**Given request**
Please output each of the items below verbatim, with no changes to any character or line.

Excerpts from point annotation data
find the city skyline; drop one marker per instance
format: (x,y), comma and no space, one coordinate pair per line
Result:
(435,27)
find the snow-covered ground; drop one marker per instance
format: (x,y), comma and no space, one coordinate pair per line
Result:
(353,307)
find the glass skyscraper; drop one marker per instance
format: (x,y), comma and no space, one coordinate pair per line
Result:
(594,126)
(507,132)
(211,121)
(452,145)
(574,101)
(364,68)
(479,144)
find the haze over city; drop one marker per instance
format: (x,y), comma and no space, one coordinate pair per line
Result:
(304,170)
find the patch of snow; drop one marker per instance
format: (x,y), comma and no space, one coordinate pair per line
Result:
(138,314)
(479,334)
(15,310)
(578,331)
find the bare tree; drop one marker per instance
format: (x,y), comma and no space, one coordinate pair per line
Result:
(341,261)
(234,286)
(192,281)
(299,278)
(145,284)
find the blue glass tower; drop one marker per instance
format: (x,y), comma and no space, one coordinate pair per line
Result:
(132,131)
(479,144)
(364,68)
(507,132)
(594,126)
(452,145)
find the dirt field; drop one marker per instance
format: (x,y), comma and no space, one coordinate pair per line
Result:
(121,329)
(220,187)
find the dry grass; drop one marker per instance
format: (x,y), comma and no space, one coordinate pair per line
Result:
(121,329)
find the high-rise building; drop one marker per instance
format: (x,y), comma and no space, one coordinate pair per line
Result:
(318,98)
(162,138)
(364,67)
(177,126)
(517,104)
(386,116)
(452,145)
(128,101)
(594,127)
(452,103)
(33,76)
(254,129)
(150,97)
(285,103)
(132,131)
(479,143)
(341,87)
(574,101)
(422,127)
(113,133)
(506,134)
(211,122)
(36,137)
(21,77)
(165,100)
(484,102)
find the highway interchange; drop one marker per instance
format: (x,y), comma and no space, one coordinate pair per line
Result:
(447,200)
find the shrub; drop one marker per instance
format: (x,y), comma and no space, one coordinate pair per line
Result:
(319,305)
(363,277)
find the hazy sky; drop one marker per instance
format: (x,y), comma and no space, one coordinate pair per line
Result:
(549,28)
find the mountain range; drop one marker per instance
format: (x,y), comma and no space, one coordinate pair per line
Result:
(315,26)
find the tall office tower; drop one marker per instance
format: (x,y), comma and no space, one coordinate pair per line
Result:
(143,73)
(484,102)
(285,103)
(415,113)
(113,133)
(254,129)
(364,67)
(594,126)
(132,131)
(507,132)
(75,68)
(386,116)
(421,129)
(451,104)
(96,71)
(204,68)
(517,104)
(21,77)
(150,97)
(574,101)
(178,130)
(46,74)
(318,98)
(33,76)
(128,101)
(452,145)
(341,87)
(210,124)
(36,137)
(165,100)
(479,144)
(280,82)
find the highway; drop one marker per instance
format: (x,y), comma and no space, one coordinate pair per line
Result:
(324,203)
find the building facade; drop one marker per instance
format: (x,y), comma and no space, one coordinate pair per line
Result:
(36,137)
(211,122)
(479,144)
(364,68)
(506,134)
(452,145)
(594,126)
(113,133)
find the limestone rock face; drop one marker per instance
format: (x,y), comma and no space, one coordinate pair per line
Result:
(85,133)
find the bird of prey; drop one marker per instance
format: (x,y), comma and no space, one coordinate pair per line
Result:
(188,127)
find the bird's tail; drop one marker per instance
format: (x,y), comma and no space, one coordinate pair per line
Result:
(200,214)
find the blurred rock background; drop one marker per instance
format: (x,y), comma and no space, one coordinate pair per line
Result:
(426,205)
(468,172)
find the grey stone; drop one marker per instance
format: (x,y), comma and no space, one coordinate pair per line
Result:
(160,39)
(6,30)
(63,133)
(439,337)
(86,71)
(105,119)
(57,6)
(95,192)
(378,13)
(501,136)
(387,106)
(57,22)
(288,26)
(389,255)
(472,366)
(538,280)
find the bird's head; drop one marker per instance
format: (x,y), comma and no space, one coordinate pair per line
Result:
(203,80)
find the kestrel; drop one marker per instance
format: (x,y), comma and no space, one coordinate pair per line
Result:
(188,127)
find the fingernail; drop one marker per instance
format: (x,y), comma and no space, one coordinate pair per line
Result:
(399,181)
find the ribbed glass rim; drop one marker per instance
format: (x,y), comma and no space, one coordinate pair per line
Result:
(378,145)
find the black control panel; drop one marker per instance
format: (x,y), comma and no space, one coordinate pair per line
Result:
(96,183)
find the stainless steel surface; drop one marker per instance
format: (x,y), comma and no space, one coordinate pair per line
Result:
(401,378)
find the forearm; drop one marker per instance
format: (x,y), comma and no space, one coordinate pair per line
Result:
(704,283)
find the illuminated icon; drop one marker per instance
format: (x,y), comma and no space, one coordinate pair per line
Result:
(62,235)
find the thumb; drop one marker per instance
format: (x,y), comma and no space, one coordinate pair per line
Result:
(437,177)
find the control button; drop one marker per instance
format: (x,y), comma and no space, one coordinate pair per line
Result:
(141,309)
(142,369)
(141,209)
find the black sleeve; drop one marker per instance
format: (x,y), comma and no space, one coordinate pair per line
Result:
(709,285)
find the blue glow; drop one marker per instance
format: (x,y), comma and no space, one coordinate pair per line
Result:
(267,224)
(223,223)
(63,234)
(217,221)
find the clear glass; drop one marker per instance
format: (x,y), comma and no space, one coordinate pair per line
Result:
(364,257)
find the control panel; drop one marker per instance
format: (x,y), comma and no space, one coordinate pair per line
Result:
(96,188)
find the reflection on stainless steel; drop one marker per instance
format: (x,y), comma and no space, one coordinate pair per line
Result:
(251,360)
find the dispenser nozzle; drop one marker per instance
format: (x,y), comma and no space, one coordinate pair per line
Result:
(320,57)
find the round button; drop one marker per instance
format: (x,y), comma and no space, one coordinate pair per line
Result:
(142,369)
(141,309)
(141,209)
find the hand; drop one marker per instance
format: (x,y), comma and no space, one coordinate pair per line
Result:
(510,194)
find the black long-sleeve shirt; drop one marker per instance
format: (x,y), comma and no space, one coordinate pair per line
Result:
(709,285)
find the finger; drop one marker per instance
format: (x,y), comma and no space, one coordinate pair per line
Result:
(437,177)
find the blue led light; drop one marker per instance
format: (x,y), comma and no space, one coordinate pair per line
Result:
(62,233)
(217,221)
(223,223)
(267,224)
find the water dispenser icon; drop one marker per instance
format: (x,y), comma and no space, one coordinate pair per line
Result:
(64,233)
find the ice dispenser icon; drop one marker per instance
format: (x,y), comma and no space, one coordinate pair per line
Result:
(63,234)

**Result of this task**
find the city skyline; drop one marker per instance
format: (x,y), comma and no space, one coordinate pair per line
Result:
(435,27)
find the snow-covered ground; drop one marker per instance
format: (x,y), comma and no space, one coordinate pair per line
Result:
(353,307)
find the glass skyscraper; drop one marker per instance
format: (x,y), comma and no space, one coordinate pair per line
Result:
(594,126)
(507,132)
(211,121)
(452,145)
(574,101)
(364,68)
(479,144)
find the haze over city; drop one marker per instance
format: (x,y), comma and no space, one coordinate pair per line
Result:
(304,170)
find the patch of snow; drop one marker per instance
format: (x,y), comma and no space, one coordinate pair per line
Result:
(138,314)
(479,334)
(15,310)
(578,331)
find the bare tree; drop one marker per instance
format: (x,y), comma and no space, one coordinate pair per line
Result:
(341,261)
(234,286)
(192,281)
(299,278)
(145,284)
find the blue glass tower; drop one marker per instance
format: (x,y), comma and no space, one coordinate pair per line
Result:
(132,131)
(479,144)
(364,68)
(507,132)
(594,126)
(452,145)
find the dirt field; drop one marker per instance
format: (x,y), comma and no space, one coordinate pair per line
Result:
(121,329)
(220,187)
find the dry grass; drop one marker per instance
format: (x,y), comma and no space, one coordinate pair per line
Result:
(121,329)
find the high-rise building; drop one marker per instance
format: (x,y), comma and no space, one coordinate pair per line
Result:
(318,98)
(162,138)
(364,67)
(177,126)
(517,104)
(386,116)
(452,145)
(128,101)
(594,127)
(452,103)
(33,76)
(254,129)
(150,97)
(285,103)
(132,131)
(479,143)
(341,87)
(574,101)
(422,127)
(113,133)
(506,134)
(211,122)
(36,137)
(21,77)
(165,100)
(484,102)
find the highway interchange; drop one marker per instance
format: (x,y), comma and no space, one coordinate pair per line
Result:
(447,200)
find the shrub; drop one marker per instance
format: (x,y), comma and no space, one coordinate pair per line
Result:
(319,305)
(363,277)
find the hazy sky; drop one marker per instance
format: (x,y), comma and no space, one coordinate pair per line
Result:
(549,28)
find the mountain range; drop one marker per instance
format: (x,y), comma and no space, one coordinate pair per line
Result:
(315,26)
find the tall office tower; drop one marker per instance
format: (x,y), comma and no space, one coordinate pair per line
Result:
(143,73)
(484,102)
(285,103)
(415,113)
(113,133)
(254,129)
(364,67)
(594,126)
(132,131)
(507,132)
(75,68)
(386,116)
(421,129)
(451,104)
(96,71)
(204,68)
(517,104)
(21,77)
(150,97)
(574,101)
(178,130)
(46,74)
(318,98)
(33,76)
(128,101)
(452,145)
(341,87)
(210,124)
(36,137)
(165,100)
(479,144)
(280,82)
find the highway; drop one marker per instance
format: (x,y), comma and no space, one coordinate pair per line
Result:
(324,203)
find the building facade; drop one marker per instance
format: (x,y), comma and no space, one coordinate pair per line
Result:
(36,137)
(211,122)
(479,144)
(364,68)
(506,134)
(452,145)
(594,126)
(113,133)
find the limestone rock face; drop one marker per instance
format: (x,y), comma and no space, one coordinate pair per line
Result:
(85,133)
find the bird of prey; drop one marker per instance
format: (x,y), comma and no space, one coordinate pair per line
Result:
(188,127)
find the bird's tail; drop one marker per instance
format: (x,y), comma and no space, one coordinate pair per line
Result:
(200,214)
find the blurred rock background; drop one marker per instance
format: (x,y), comma and no space, one coordinate pair per line
Result:
(426,205)
(468,172)
find the grey stone; drop one marker per instance
format: (x,y), comma and no space, one coordinate pair per line
Result:
(160,39)
(6,30)
(63,133)
(439,337)
(86,71)
(105,119)
(57,6)
(95,192)
(378,13)
(501,136)
(387,106)
(57,22)
(288,26)
(389,255)
(472,366)
(538,280)
find the bird's head; drop one marker per instance
format: (x,y), comma and no space, one coordinate pair per line
Result:
(203,80)
find the kestrel; drop one marker per instance
format: (x,y), comma and no space, one coordinate pair per line
Result:
(188,127)
find the fingernail; drop one marker per instance
format: (x,y), comma and no space, one coordinate pair per line
Result:
(399,181)
find the ribbed glass rim; drop one marker per instance
format: (x,y), comma and no space, one coordinate pair per line
Result:
(378,145)
find the black control panel; drop one marker per instance
format: (x,y), comma and no space, one coordinate pair per line
Result:
(96,183)
find the stainless steel surface; drop one marker per instance
format: (x,y), comma and no space, one coordinate pair per line
Result:
(401,378)
find the forearm; drop one marker per instance
format: (x,y), comma and no space, one coordinate pair per line
Result:
(704,283)
find the illuminated icon; drop one marker per instance
format: (x,y), comma and no space, one coordinate pair per line
Result:
(62,235)
find the thumb; drop one marker per instance
format: (x,y), comma and no space, one coordinate pair per line
Result:
(437,177)
find the control button; drop one marker per instance
format: (x,y), comma and no space, one coordinate pair per line
Result:
(141,309)
(142,369)
(141,209)
find the black sleeve; drop one marker per instance
format: (x,y), comma and no space, one coordinate pair per line
Result:
(709,285)
find the blue glow; drop one marker per instance
format: (x,y), comma and no space, one coordinate pair per line
Result:
(267,224)
(223,223)
(63,234)
(217,221)
find the clear glass; drop one marker per instance
format: (x,y), comma and no space, one coordinate pair per line
Result:
(364,257)
find the control panel; drop one marker per instance
format: (x,y), comma and no space, one coordinate pair per line
Result:
(96,188)
find the reflection on stainless steel; drop one marker per instance
format: (x,y), comma and no space, one coordinate pair per line
Result:
(251,360)
find the dispenser nozzle; drop one marker per instance
format: (x,y), comma and no space, one coordinate pair per line
Result:
(320,57)
find the round button; drop one marker per instance
format: (x,y), comma and no space, one coordinate pair per line
Result:
(142,369)
(141,309)
(141,209)
find the hand; drop one marker per instance
format: (x,y), comma and no space, one coordinate pair per line
Result:
(510,194)
find the black long-sleeve shirt; drop one marker per instance
format: (x,y), comma and no space, one coordinate pair per line
Result:
(709,285)
find the finger; drop one marker per instance
format: (x,y), comma and no space, one coordinate pair per line
Result:
(437,177)
find the blue led light; drop one marker per instance
format: (x,y), comma and no space, one coordinate pair per line
Result:
(62,233)
(217,221)
(223,223)
(267,224)
find the water dispenser icon; drop one marker per instance
format: (x,y), comma and no space, one coordinate pair per line
Result:
(64,233)
find the ice dispenser icon; drop one marker per instance
format: (x,y), comma and no space, one coordinate pair per line
Result:
(63,234)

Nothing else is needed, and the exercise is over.